====== Records for this task
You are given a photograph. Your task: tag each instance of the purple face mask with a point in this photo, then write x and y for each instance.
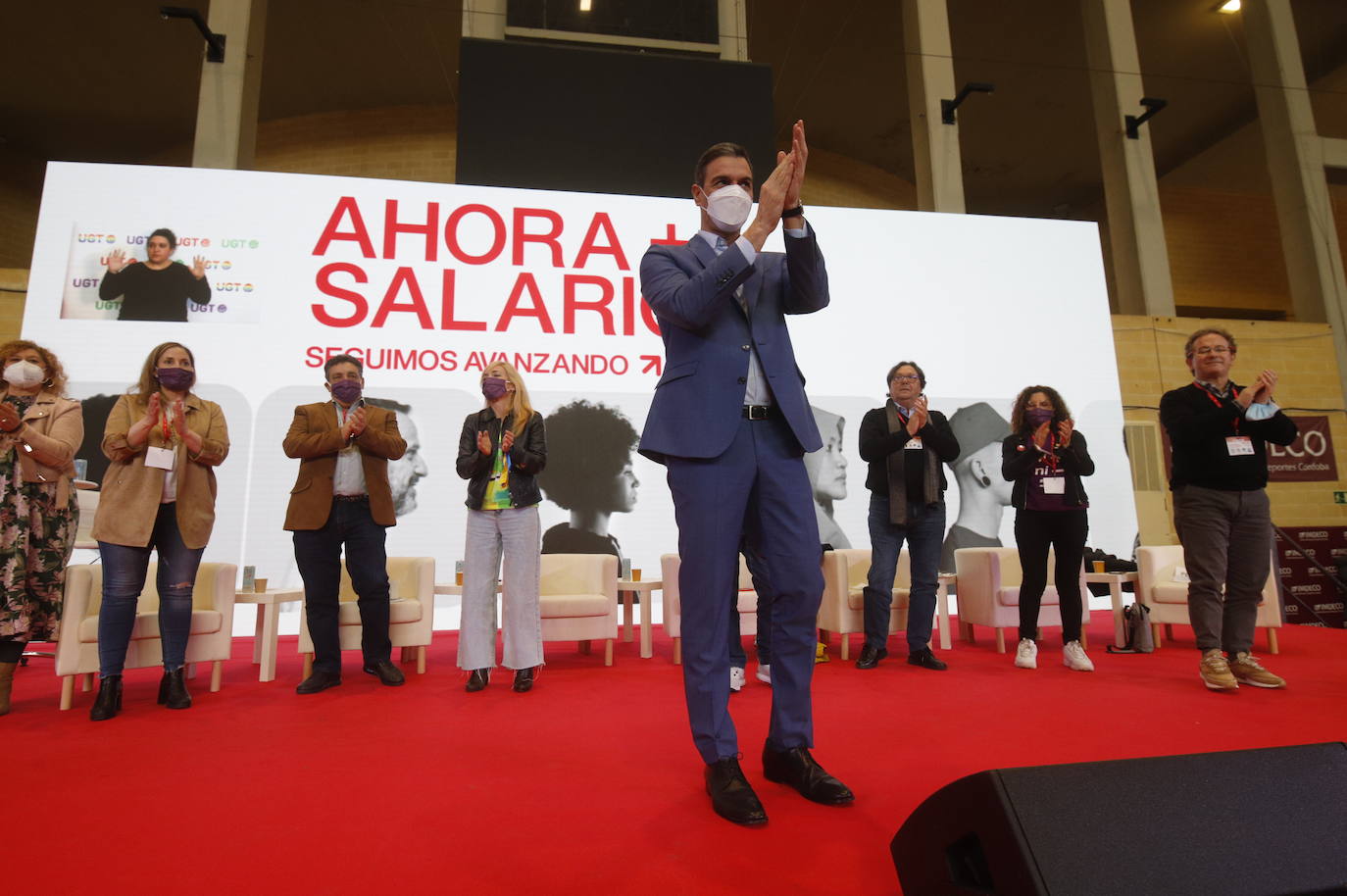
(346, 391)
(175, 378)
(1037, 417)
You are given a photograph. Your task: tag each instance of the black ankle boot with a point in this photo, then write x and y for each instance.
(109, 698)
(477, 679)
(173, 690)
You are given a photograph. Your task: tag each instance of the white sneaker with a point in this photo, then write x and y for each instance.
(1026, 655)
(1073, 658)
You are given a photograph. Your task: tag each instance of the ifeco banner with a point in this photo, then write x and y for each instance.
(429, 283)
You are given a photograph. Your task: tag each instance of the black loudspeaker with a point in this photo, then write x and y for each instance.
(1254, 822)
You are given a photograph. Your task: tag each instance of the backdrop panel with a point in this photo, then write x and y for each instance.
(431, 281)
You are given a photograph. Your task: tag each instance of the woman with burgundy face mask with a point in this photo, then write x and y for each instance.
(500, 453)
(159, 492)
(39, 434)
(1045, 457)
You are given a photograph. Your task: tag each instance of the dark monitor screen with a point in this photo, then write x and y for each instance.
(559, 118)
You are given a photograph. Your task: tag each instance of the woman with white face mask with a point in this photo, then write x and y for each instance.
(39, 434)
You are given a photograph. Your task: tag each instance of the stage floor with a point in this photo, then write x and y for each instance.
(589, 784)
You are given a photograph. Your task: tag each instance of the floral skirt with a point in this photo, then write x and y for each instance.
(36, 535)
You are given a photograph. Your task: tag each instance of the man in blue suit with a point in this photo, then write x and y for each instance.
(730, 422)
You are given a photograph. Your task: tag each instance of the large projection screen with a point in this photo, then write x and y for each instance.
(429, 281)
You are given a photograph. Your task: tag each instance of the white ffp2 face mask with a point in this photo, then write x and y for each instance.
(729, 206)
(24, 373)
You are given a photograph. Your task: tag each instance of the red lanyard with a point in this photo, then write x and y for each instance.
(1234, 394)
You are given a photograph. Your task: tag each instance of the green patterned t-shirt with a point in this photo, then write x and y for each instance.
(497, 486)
============
Stated problem | Could you reproduce the whole listing above word for word, leaving out the pictures?

The response |
You are given a photograph. Your task: tag each instance of the purple face mask with a point in this photo, then write x and y for each instance.
(346, 391)
(175, 378)
(1037, 417)
You are given a photograph. Your task: tag each instance of the black ankle boot with a point in this photo, then write x and y for each instance.
(109, 698)
(477, 679)
(173, 690)
You are given a photograph. Your task: tag each instance of the white sneaker with a point in this photo, then write x and y for each instance.
(1026, 655)
(1073, 658)
You are given a photograph. Your task: tag each instance of the ifeco banner with a point in this photo, then write x and y for each instance.
(429, 283)
You are given a photograph. Your task: tag each instance of the black loudspeaker with a point in this photo, then write x and y for each instance.
(1254, 822)
You are given a photograph. Your task: tag each instance of the backdrop panel with a point in this photo, then write x and y for each instance.
(431, 281)
You are given a photograph. Your task: tag each instance of the woman with burgundy face mask with a point in this photo, then write x and y for each instance.
(500, 453)
(159, 492)
(39, 434)
(1045, 457)
You are given a photograph. Your task: tag each instance of the dark monitor screen with a point in this photo, then write x and y for each instance.
(559, 118)
You are given a photograph. Your task: tag each instance of the woman with white face mask with a point in this photo, then write x and y for each instance.
(39, 434)
You are given a photograph. Your task: tag each instance of the stage floor with a point in this photo, then write x and y for each instance.
(589, 784)
You are given a photograph. Your task: tag each instance of the floral skirt with a point in this photo, then write x and y for each instance.
(36, 535)
You are given a photograph. Your task: tag each instance of the man in blue suit with a point in this photo, then write x and y for each instance.
(730, 422)
You are given a photograph. Your task: tag each instance of the large projection screen with a point in this photo, then write x and y for each instance.
(429, 281)
You are given a photograph. Your task: tag each instance of the white ffp2 face mask with a point in this photo, then write x and y for each instance.
(729, 206)
(24, 373)
You are given a photograph. Your task: tag each instance of the red lanyard with a point in this photo, then write x and y for each instance.
(1234, 394)
You are given a photograph. Your task: tag each instance of the green patterned t-shirt with a point in this photo, then write x and y for each instance.
(497, 486)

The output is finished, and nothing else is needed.